Dataset records:
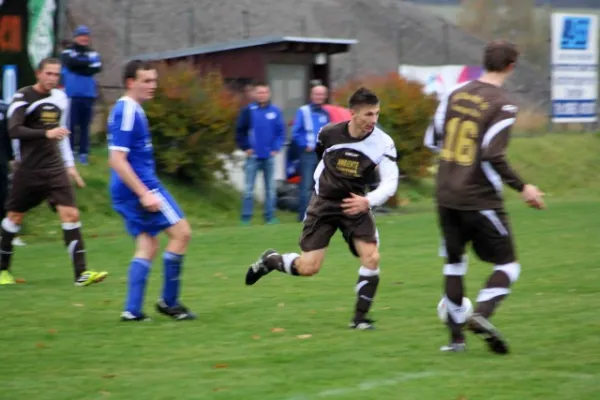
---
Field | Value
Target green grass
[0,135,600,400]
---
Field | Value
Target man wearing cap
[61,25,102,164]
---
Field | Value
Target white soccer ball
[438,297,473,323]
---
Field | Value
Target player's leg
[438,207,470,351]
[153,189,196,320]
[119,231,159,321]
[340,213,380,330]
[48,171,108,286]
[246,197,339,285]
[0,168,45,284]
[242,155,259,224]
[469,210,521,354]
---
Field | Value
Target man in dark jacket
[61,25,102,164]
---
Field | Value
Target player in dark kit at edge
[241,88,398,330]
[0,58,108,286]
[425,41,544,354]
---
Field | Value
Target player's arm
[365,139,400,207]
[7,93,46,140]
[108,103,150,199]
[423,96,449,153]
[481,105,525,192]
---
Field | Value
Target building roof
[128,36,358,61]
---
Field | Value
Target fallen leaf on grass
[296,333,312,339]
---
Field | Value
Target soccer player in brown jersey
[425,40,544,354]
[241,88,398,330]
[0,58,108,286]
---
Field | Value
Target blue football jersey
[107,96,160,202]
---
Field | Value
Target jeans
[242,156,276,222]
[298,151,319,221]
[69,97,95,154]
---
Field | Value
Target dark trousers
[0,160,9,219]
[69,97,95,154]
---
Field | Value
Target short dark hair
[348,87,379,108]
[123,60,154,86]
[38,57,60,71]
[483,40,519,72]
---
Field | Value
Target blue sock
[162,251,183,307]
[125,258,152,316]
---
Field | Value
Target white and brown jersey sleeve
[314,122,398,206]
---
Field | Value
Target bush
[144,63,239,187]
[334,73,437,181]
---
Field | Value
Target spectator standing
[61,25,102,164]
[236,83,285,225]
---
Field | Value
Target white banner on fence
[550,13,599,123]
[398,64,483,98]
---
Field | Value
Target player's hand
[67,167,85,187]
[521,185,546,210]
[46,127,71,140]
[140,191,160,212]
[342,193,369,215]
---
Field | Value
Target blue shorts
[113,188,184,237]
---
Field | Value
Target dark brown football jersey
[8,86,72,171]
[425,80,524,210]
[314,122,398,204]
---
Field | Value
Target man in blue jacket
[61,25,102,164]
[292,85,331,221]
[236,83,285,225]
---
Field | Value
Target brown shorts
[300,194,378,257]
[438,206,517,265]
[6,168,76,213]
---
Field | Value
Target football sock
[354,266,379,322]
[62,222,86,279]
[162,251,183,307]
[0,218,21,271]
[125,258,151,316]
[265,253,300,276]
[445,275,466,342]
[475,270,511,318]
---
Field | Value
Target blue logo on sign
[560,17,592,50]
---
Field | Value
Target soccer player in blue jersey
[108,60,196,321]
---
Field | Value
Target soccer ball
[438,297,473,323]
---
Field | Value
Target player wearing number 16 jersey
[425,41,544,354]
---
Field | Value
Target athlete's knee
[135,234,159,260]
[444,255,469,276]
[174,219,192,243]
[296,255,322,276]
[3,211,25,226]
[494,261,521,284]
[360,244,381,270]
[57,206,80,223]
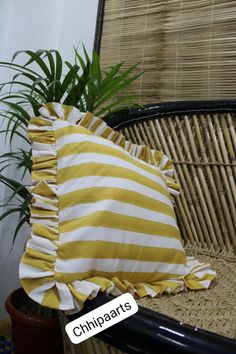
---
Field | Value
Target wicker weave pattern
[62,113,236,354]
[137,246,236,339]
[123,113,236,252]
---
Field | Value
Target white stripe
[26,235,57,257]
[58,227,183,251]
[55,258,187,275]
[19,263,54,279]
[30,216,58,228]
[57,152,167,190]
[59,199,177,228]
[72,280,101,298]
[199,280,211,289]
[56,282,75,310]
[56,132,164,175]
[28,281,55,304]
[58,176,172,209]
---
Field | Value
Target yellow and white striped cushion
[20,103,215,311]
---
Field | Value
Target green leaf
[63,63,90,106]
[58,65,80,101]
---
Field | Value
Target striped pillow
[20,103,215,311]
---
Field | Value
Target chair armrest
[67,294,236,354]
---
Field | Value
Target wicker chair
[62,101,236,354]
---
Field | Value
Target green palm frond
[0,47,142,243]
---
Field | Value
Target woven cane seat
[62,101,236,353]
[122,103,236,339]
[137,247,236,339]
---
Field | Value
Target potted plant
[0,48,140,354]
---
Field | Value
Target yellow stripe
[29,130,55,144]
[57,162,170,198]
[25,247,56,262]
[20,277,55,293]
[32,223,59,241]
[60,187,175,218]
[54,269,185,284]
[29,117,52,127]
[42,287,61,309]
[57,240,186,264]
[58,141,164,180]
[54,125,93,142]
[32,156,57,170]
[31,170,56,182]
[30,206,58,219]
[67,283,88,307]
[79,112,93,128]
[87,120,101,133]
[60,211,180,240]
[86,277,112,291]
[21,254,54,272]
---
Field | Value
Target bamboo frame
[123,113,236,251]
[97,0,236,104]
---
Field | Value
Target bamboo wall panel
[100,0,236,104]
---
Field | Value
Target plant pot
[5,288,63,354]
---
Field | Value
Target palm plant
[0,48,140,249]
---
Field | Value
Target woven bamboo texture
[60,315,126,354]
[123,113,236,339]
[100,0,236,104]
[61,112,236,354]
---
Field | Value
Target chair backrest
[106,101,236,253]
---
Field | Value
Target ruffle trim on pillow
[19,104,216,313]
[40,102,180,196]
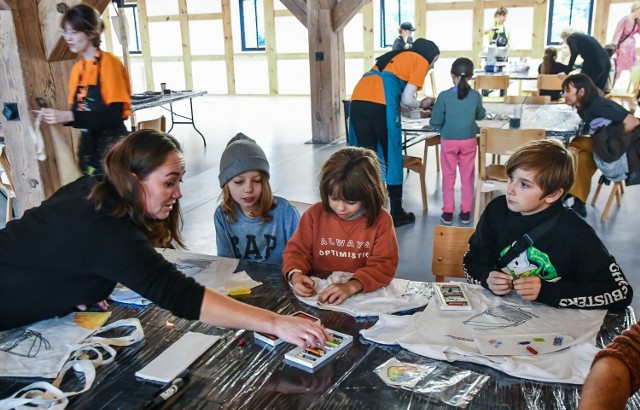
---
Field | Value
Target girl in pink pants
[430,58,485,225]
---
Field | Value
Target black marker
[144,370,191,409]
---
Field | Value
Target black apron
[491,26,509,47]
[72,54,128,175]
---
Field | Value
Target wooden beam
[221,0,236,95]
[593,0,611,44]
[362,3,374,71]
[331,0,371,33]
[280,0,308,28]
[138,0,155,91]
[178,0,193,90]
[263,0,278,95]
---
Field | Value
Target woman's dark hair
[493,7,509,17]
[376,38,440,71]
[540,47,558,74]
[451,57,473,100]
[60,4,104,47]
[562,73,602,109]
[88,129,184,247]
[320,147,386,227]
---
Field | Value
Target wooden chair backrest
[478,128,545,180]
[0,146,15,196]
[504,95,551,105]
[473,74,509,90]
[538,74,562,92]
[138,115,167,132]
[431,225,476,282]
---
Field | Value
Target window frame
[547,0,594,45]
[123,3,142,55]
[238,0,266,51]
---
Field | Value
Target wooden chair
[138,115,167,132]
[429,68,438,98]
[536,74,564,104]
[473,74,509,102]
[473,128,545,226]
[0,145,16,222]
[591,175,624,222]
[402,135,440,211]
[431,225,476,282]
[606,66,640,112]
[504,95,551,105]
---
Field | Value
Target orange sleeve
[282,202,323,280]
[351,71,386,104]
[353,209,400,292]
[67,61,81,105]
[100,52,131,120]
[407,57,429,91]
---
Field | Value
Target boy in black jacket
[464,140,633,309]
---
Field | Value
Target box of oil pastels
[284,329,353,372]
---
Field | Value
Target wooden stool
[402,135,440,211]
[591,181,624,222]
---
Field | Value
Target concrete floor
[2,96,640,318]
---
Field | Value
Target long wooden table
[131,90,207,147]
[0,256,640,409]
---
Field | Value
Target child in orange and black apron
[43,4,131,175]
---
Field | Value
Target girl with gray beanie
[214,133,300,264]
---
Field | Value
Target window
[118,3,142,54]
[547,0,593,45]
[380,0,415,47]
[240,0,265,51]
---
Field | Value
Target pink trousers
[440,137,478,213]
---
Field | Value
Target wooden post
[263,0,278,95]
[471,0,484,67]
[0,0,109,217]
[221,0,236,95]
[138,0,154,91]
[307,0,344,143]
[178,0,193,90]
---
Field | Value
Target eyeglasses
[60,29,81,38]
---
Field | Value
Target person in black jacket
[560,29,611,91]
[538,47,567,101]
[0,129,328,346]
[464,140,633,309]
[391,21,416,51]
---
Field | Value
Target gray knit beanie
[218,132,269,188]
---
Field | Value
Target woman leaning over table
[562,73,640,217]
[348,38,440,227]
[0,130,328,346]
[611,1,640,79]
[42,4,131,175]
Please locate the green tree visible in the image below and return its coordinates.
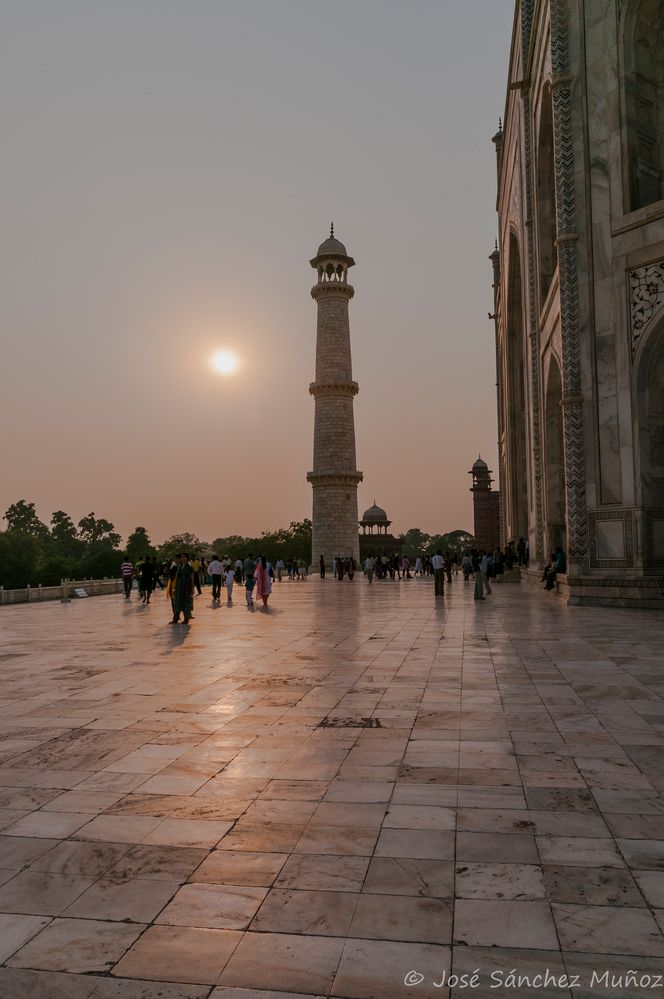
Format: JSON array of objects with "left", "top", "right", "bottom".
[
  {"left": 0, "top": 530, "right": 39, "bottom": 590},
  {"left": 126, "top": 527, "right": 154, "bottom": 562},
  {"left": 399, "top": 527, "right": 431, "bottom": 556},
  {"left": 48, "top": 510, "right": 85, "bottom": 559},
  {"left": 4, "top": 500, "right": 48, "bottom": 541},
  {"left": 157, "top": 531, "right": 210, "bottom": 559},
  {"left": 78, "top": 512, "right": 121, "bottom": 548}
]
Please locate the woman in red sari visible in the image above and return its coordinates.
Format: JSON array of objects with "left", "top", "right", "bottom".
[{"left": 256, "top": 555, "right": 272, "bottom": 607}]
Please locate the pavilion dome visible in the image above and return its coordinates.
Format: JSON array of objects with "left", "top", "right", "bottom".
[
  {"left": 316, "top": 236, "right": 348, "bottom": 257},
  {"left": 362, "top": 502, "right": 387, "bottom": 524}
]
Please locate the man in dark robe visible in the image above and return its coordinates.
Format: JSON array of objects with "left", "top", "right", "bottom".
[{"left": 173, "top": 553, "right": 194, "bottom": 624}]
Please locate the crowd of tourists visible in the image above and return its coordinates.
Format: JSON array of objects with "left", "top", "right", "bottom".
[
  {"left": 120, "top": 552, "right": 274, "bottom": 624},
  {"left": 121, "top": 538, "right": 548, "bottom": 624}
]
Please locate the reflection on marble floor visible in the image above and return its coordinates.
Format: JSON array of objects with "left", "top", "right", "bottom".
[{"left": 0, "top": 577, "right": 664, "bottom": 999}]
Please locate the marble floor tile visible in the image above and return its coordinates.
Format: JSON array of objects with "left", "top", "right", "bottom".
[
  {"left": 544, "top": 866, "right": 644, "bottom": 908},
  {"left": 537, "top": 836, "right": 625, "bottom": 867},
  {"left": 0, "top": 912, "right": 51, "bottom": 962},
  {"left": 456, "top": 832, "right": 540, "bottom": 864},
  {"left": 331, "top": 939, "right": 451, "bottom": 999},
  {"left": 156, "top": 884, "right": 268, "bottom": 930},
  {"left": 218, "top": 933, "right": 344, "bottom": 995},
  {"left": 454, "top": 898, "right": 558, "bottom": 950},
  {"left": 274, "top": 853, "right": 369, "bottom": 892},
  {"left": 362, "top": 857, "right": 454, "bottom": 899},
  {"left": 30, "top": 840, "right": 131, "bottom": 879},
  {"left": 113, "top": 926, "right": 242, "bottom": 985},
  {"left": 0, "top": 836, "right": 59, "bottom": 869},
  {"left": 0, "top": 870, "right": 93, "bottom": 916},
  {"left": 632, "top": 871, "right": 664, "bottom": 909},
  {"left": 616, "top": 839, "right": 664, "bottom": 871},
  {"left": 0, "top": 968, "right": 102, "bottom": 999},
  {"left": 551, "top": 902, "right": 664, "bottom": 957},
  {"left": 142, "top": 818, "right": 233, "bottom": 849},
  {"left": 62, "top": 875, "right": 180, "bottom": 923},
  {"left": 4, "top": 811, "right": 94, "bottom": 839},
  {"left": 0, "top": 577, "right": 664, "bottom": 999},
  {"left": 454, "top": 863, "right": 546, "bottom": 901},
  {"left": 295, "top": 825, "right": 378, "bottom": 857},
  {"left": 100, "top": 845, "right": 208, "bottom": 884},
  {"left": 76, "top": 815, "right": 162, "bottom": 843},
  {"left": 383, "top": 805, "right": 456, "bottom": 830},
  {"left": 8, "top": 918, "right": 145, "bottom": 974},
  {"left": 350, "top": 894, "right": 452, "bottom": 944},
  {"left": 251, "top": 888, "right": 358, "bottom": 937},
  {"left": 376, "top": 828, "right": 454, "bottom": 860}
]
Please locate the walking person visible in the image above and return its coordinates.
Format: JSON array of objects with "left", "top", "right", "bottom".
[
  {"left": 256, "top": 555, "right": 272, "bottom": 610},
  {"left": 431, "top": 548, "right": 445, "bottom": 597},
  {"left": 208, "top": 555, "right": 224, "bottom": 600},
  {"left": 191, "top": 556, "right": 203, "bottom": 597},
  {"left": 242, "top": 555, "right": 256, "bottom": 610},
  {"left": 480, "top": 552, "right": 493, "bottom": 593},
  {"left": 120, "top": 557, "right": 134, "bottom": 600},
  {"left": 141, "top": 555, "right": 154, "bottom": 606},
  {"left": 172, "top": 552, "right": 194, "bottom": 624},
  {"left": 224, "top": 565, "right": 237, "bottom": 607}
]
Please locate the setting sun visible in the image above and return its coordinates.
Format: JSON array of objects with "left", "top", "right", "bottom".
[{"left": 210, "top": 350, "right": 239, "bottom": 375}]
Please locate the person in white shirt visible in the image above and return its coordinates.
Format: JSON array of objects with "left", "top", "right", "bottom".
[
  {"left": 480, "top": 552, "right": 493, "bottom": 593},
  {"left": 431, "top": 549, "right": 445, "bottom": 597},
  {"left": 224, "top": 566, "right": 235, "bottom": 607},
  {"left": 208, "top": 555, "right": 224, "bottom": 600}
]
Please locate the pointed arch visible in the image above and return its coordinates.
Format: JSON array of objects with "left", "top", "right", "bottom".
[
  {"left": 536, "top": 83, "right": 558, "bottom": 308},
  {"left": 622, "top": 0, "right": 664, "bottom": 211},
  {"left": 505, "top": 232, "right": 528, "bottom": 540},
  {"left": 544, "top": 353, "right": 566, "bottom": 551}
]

What the task asks |
Copy the material verbatim, starting at the beginning and ending with the line that contains "[125,258,152,316]". Leave the pictures out of your copy.

Complete answer |
---
Field | Value
Target green grass
[0,135,600,400]
---
Field | Value
Target man wearing cap
[61,25,102,164]
---
Field | Value
Target white soccer ball
[438,297,473,323]
---
Field | Value
Target player's leg
[438,207,470,351]
[153,189,196,320]
[119,231,159,321]
[340,213,380,330]
[48,171,108,286]
[246,197,339,285]
[0,168,45,284]
[242,155,259,224]
[469,210,521,354]
---
Field | Value
Target man in dark jacket
[61,25,102,164]
---
Field | Value
Target player in dark kit at edge
[241,88,398,330]
[0,58,108,286]
[425,41,544,354]
---
Field | Value
Target player's arm
[365,139,400,207]
[7,93,46,140]
[108,103,150,199]
[423,96,449,153]
[481,105,525,192]
---
Field | Value
Target building roof
[128,36,358,61]
---
Field | Value
Target fallen leaf on grass
[296,333,312,339]
---
Field | Value
Target soccer player in brown jersey
[425,40,544,354]
[241,88,398,330]
[0,58,108,286]
---
Field | Value
Target blue football jersey
[107,96,160,202]
---
Field | Value
Target jeans
[242,156,276,222]
[298,151,319,221]
[69,97,95,154]
---
Field | Value
Target dark trousers
[0,160,9,219]
[69,97,95,154]
---
Field | Value
Target short dark hair
[348,87,379,108]
[123,60,154,86]
[38,57,60,71]
[483,40,519,72]
---
Field | Value
Target blue sock
[162,251,183,307]
[125,258,152,316]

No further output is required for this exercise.